Turning your initial investment into an astronomical figure takes less work and more of another quality, according to successful billionaire investor Warren Buffett.
A recent Motley Fool article
illustrated a Buffett strategy to show how an initial investment of $40 has grown into more than $10 million today. The article’s example: if you invested just $40 in Coca-Cola stock in 1919, it would be worth $10.8 million today.
The article acknowledges that $40 back then does not equal what it’s worth today, when factoring for inflation. Still, an ending balance of $10 million translates to a pretty hefty rate of return. One of the key strategies to making this type of return is being patient enough to let the money grow rather than reacting to the ups and downs that occur when investing.
The article also points out that it’s dangerous to try to time the market and predict what factors might affect stock prices. "With a wonderful business, you can figure out what will happen; you can't figure out when it will happen. You don't want to focus on when, you want to focus on what. If you're right about what, you don't have to worry about when," Buffett said.

ASSIGNED TASK 1
List every proper name of a person, company, or publication that appears in the text about Warren Buffett's investing strategy.
ASSIGNED TASK 2
Extend the text about Warren Buffett's patient investing strategy, picking up right after its final sentence.

Collected data

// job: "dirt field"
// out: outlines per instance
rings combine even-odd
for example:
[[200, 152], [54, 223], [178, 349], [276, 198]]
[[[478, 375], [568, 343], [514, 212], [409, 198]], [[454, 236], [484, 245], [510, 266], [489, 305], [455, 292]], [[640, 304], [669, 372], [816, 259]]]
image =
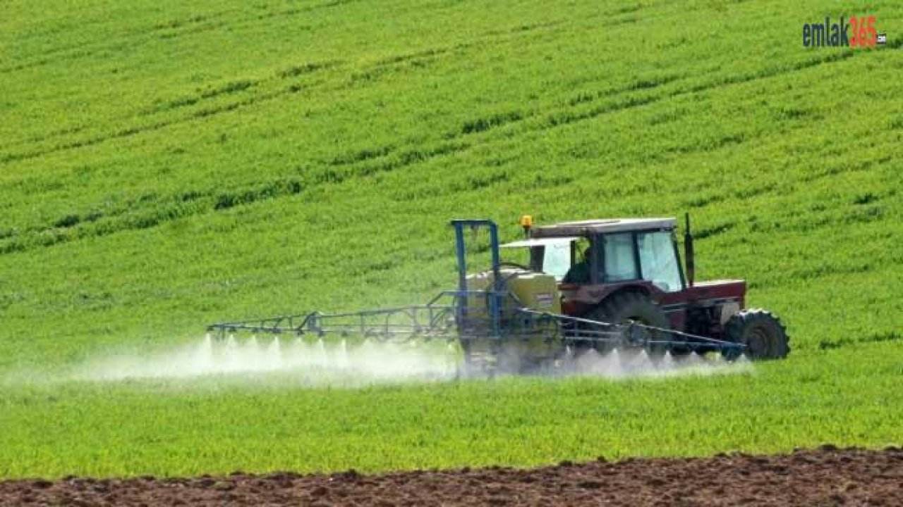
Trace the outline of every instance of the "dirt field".
[[903, 505], [903, 449], [362, 475], [0, 483], [3, 505]]

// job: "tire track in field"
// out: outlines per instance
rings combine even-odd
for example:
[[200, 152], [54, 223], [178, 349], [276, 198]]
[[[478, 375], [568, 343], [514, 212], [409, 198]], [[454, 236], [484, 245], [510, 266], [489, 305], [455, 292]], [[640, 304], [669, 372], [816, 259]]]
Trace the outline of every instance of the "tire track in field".
[[[193, 14], [183, 19], [173, 19], [168, 22], [154, 23], [149, 28], [135, 32], [124, 32], [116, 36], [114, 40], [104, 40], [100, 41], [84, 41], [76, 45], [61, 46], [54, 50], [44, 51], [37, 56], [37, 60], [24, 61], [6, 67], [0, 67], [0, 74], [15, 72], [25, 69], [32, 69], [60, 60], [73, 60], [84, 57], [102, 56], [104, 52], [121, 51], [125, 48], [136, 49], [160, 39], [174, 39], [183, 35], [194, 34], [203, 32], [209, 32], [217, 28], [228, 25], [232, 28], [242, 28], [256, 24], [261, 21], [273, 18], [288, 18], [319, 9], [336, 7], [346, 4], [359, 2], [360, 0], [330, 0], [307, 7], [293, 7], [265, 14], [249, 13], [248, 15], [229, 19], [229, 14], [247, 13], [241, 9], [227, 9], [215, 13], [205, 13], [203, 14]], [[251, 6], [253, 7], [253, 6]], [[267, 10], [265, 7], [256, 7], [260, 10]], [[135, 39], [139, 38], [137, 42]]]
[[[347, 1], [357, 1], [357, 0], [347, 0]], [[334, 4], [340, 5], [340, 3], [334, 3]], [[557, 23], [549, 23], [531, 25], [528, 27], [519, 26], [507, 32], [497, 31], [495, 32], [495, 33], [501, 33], [501, 35], [496, 35], [495, 37], [498, 38], [506, 37], [508, 39], [507, 41], [507, 42], [512, 42], [517, 38], [517, 36], [528, 33], [535, 30], [555, 26], [557, 24], [558, 24]], [[377, 76], [387, 72], [388, 69], [407, 69], [405, 65], [410, 65], [412, 62], [428, 61], [428, 60], [432, 61], [440, 57], [447, 57], [455, 52], [466, 51], [473, 47], [479, 47], [485, 44], [487, 38], [480, 38], [479, 40], [472, 41], [467, 43], [459, 43], [439, 48], [427, 48], [425, 50], [414, 51], [412, 53], [386, 57], [377, 60], [376, 62], [371, 64], [368, 69], [364, 70], [358, 72], [349, 72], [348, 82], [342, 81], [340, 82], [338, 85], [334, 86], [336, 88], [346, 88], [349, 82], [353, 83], [355, 81], [359, 81], [359, 80], [371, 80], [372, 78], [375, 78]], [[224, 95], [227, 93], [241, 92], [248, 88], [258, 87], [258, 85], [265, 85], [268, 83], [275, 82], [278, 79], [291, 80], [293, 78], [298, 78], [302, 76], [306, 77], [315, 72], [327, 69], [340, 69], [347, 65], [348, 62], [342, 60], [326, 60], [322, 62], [306, 62], [302, 64], [295, 64], [277, 72], [276, 77], [275, 78], [265, 78], [257, 79], [247, 79], [247, 78], [235, 79], [226, 83], [225, 85], [222, 85], [219, 88], [212, 88], [210, 90], [204, 91], [200, 94], [191, 96], [183, 96], [182, 97], [173, 98], [164, 103], [162, 106], [144, 108], [139, 111], [137, 114], [129, 114], [128, 115], [124, 117], [112, 118], [110, 119], [110, 121], [113, 123], [115, 123], [116, 120], [128, 121], [138, 117], [152, 116], [154, 114], [165, 113], [168, 110], [174, 110], [187, 106], [200, 106], [203, 100], [215, 98], [220, 95]], [[328, 85], [328, 83], [324, 84]], [[219, 88], [223, 89], [220, 90]], [[247, 106], [264, 104], [265, 102], [269, 102], [274, 99], [295, 94], [298, 92], [314, 91], [314, 90], [322, 91], [322, 90], [318, 90], [316, 88], [309, 86], [305, 87], [304, 85], [300, 83], [293, 83], [287, 88], [284, 88], [277, 91], [259, 94], [257, 96], [244, 100], [237, 101], [230, 104], [220, 105], [214, 107], [208, 107], [206, 109], [200, 108], [182, 117], [170, 118], [170, 119], [152, 122], [150, 124], [145, 124], [142, 125], [130, 126], [120, 129], [114, 133], [102, 133], [98, 135], [88, 137], [87, 139], [79, 139], [69, 143], [57, 144], [55, 146], [20, 152], [17, 153], [0, 154], [0, 164], [31, 160], [70, 149], [94, 146], [105, 143], [107, 141], [116, 140], [125, 137], [129, 137], [137, 134], [156, 131], [165, 127], [176, 125], [182, 123], [193, 121], [198, 118], [204, 118], [220, 113], [234, 111], [236, 109], [243, 108]], [[57, 131], [57, 133], [60, 135], [69, 135], [72, 134], [84, 132], [86, 128], [88, 128], [87, 125], [81, 125], [78, 127], [68, 127], [66, 129]], [[51, 139], [51, 136], [46, 136], [43, 139], [42, 139], [42, 141], [49, 139]]]

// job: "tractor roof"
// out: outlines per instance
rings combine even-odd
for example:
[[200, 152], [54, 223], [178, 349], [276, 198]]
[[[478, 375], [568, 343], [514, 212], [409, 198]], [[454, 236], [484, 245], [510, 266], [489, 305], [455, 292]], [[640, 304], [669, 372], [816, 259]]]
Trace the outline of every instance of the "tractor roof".
[[596, 218], [534, 227], [533, 237], [592, 235], [628, 231], [674, 229], [674, 218]]

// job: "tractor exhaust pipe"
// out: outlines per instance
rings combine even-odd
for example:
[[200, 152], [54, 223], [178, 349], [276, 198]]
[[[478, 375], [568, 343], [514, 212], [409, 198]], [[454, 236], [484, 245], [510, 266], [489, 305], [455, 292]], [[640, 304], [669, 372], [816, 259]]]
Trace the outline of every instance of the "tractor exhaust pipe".
[[696, 262], [693, 256], [693, 234], [690, 232], [690, 214], [684, 213], [684, 219], [686, 221], [686, 227], [684, 228], [684, 260], [686, 263], [686, 282], [688, 287], [693, 287], [693, 281], [696, 274]]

RESPONSE BOX 1
Warren Buffett, Motley Fool, Coca-Cola

RESPONSE BOX 2
As with stock investments, patience and strategy can pay off with alternative investments. Unlike stocks, however, alternatives can offer the investor a certain amount of control over the investment. Those who invest in stocks are defenseless against whatever factors influence stock prices and have no control. But if you invest in a single-family home, however, it’s more likely that you’ll be able to better research the investment before you make it, helping you better plan for any variables that arise in the investment plan.